* _EXERCISE PROMPT_: Indicate how many lines in the listing below contain the word "with". No other output is permitted.

+++

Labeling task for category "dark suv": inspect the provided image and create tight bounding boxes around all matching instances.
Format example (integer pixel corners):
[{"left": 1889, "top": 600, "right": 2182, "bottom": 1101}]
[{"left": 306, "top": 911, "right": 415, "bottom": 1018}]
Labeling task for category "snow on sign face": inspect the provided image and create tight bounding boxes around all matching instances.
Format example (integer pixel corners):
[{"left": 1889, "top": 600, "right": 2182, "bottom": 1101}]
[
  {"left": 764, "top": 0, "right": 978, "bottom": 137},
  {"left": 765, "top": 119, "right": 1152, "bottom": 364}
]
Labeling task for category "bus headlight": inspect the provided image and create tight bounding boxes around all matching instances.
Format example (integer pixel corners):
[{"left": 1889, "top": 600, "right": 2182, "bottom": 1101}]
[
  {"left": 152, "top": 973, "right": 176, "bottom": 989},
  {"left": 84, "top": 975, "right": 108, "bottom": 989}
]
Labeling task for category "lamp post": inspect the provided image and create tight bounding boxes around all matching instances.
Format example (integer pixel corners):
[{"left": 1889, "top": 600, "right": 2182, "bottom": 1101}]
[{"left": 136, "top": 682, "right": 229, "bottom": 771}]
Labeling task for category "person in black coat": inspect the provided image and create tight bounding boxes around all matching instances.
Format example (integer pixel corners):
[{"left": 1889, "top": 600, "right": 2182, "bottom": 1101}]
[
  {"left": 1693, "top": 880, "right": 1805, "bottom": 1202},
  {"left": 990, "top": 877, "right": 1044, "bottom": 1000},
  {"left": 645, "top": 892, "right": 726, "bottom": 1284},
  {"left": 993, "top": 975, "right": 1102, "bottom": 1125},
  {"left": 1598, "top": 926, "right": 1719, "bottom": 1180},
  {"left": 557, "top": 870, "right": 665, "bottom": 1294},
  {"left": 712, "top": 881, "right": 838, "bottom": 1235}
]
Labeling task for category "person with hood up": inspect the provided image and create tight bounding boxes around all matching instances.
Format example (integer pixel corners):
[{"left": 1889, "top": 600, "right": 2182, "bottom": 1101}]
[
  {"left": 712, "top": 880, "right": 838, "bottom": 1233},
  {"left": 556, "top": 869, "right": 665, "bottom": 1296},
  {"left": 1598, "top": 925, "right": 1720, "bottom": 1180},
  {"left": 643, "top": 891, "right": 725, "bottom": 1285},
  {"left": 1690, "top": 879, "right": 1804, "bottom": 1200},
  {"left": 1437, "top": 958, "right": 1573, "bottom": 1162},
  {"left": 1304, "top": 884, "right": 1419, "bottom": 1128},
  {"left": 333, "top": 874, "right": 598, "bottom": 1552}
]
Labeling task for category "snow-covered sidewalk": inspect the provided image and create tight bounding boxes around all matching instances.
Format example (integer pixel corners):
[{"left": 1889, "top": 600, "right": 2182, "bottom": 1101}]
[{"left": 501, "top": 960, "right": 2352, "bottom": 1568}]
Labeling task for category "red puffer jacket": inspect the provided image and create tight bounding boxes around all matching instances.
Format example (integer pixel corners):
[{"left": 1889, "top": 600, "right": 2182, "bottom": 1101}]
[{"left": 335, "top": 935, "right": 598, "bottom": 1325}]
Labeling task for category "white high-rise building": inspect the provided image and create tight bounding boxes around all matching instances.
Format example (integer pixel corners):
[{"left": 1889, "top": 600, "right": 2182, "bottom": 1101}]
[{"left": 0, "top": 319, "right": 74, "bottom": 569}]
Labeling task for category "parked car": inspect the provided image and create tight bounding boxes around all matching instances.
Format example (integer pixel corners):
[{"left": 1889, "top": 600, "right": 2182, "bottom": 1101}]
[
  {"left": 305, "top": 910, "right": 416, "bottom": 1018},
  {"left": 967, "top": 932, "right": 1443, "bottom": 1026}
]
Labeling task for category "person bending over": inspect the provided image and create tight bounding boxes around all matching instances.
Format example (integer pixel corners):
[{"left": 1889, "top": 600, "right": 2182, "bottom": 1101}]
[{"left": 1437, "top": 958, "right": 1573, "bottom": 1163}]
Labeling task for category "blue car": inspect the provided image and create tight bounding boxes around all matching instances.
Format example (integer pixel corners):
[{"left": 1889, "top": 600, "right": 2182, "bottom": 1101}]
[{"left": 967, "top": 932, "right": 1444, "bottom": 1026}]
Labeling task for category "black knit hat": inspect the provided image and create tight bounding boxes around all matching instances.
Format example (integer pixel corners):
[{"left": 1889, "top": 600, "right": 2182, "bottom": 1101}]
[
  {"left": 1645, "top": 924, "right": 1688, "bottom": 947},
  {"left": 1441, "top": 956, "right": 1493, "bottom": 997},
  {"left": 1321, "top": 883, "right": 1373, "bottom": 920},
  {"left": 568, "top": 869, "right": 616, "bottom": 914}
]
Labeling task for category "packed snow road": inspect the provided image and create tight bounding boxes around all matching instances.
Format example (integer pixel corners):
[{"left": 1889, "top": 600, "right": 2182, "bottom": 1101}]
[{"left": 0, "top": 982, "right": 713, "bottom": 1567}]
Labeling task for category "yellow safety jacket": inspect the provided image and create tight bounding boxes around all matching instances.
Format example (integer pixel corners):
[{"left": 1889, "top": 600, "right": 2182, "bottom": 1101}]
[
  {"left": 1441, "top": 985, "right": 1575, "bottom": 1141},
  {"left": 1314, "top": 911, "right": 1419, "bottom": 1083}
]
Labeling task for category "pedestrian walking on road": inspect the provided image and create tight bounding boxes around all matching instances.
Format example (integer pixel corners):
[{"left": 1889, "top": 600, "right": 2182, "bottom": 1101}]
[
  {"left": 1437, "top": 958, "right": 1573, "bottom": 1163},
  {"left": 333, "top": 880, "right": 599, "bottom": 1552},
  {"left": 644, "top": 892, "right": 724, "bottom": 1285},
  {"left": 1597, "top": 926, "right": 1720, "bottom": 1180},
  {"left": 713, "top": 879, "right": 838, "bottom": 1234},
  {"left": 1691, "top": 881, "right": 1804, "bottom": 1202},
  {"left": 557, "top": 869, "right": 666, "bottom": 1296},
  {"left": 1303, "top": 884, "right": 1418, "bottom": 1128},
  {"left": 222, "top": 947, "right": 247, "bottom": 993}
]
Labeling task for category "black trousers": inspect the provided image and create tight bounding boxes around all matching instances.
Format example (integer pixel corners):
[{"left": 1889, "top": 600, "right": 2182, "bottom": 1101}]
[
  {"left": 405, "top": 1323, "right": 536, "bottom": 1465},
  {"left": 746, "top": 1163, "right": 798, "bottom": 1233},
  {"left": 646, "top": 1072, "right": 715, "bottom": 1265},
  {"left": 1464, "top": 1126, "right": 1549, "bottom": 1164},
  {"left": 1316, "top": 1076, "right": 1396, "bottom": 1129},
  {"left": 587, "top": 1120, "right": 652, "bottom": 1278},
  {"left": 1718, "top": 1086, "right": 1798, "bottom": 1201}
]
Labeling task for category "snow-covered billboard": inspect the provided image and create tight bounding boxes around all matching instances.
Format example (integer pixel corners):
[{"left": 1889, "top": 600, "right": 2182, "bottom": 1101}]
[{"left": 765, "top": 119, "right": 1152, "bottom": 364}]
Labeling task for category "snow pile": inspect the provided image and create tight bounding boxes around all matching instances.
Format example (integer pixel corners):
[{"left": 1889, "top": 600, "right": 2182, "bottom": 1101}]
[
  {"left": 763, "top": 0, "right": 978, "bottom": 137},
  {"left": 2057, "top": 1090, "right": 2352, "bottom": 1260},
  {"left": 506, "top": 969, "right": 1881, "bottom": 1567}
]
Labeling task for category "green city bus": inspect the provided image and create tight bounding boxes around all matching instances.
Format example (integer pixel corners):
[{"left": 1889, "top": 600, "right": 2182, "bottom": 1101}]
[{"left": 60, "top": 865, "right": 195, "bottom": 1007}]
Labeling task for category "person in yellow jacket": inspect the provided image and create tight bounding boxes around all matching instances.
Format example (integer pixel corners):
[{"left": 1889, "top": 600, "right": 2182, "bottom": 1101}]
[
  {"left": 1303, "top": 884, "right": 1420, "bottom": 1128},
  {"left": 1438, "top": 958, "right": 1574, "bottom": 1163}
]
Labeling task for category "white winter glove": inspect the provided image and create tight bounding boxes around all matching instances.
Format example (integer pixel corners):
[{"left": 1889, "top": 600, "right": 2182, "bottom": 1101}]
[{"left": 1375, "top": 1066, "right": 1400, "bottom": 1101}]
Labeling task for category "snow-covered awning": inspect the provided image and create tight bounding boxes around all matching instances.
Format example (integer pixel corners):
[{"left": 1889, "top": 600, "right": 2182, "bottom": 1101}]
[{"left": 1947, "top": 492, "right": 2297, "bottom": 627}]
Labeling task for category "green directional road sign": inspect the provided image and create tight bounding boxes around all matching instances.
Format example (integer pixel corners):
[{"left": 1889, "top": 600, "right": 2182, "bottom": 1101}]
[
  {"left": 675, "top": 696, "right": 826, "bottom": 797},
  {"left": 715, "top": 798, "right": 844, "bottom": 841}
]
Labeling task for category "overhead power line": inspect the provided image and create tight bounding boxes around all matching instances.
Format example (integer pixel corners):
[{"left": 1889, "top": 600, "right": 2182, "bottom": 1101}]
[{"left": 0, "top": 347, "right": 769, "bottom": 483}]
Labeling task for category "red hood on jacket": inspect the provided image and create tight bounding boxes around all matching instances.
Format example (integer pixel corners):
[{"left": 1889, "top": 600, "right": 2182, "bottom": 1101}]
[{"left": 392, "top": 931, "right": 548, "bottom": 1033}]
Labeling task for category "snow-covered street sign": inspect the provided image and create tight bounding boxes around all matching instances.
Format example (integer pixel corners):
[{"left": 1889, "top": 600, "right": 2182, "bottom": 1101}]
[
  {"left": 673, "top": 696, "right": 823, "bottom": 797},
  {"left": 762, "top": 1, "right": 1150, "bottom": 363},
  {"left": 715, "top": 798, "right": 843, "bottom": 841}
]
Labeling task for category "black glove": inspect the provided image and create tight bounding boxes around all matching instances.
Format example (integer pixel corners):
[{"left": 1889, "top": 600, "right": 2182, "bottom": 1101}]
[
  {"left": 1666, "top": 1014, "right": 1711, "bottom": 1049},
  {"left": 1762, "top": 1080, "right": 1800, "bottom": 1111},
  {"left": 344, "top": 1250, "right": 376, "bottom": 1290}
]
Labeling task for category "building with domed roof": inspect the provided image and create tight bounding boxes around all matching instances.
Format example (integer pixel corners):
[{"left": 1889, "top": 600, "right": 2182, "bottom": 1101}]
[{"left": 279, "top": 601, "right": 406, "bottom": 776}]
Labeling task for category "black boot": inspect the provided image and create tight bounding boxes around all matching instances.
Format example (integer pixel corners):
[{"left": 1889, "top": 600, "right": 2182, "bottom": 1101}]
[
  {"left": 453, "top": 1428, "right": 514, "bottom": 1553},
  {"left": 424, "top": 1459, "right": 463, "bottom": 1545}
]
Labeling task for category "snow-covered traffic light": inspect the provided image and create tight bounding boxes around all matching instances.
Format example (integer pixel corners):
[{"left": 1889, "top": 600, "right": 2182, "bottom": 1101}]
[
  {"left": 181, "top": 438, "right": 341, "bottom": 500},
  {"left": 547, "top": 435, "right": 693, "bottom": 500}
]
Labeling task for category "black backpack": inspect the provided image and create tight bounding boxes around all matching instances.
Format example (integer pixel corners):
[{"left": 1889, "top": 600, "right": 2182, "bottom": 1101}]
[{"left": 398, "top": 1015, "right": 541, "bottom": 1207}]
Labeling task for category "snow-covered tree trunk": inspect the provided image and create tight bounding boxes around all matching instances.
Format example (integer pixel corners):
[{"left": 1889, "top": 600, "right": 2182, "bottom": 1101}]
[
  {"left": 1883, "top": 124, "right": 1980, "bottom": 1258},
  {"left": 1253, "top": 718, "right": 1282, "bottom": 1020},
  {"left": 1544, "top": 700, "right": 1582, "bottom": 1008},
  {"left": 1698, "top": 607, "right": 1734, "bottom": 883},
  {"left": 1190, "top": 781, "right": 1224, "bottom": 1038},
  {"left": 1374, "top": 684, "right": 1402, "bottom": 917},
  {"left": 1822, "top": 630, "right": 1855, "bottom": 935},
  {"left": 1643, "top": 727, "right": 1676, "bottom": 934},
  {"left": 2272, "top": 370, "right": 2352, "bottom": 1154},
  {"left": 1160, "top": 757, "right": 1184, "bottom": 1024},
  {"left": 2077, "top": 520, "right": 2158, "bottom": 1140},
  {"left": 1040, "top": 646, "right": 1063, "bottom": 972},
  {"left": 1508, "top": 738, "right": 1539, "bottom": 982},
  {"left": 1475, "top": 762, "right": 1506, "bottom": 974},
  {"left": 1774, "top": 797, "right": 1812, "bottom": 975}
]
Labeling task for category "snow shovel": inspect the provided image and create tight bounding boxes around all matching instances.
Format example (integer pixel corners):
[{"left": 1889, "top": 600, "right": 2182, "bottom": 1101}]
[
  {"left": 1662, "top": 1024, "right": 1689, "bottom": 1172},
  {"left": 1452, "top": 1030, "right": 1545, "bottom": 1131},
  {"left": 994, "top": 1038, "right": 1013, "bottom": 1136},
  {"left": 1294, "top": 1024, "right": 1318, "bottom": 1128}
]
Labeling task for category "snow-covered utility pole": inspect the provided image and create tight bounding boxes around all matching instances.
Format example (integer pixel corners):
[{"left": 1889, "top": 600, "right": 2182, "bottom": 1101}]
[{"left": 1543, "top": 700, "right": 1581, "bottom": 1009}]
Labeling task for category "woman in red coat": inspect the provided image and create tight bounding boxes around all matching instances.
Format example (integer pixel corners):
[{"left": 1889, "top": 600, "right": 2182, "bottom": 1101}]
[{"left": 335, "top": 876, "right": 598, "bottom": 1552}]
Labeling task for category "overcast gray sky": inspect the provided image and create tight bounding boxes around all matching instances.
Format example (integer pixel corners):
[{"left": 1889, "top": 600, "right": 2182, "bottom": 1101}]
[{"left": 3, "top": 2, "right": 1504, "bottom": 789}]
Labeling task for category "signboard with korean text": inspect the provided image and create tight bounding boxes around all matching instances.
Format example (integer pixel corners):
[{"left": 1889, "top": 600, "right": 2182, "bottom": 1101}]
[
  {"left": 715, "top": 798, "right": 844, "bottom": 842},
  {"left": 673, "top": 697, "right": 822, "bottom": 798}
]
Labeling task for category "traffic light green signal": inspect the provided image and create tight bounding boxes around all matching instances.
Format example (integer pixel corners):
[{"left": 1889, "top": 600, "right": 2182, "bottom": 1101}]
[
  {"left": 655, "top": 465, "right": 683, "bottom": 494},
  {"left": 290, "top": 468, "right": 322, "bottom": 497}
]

+++

* _SOLUTION FOR THIS PROBLEM_: 3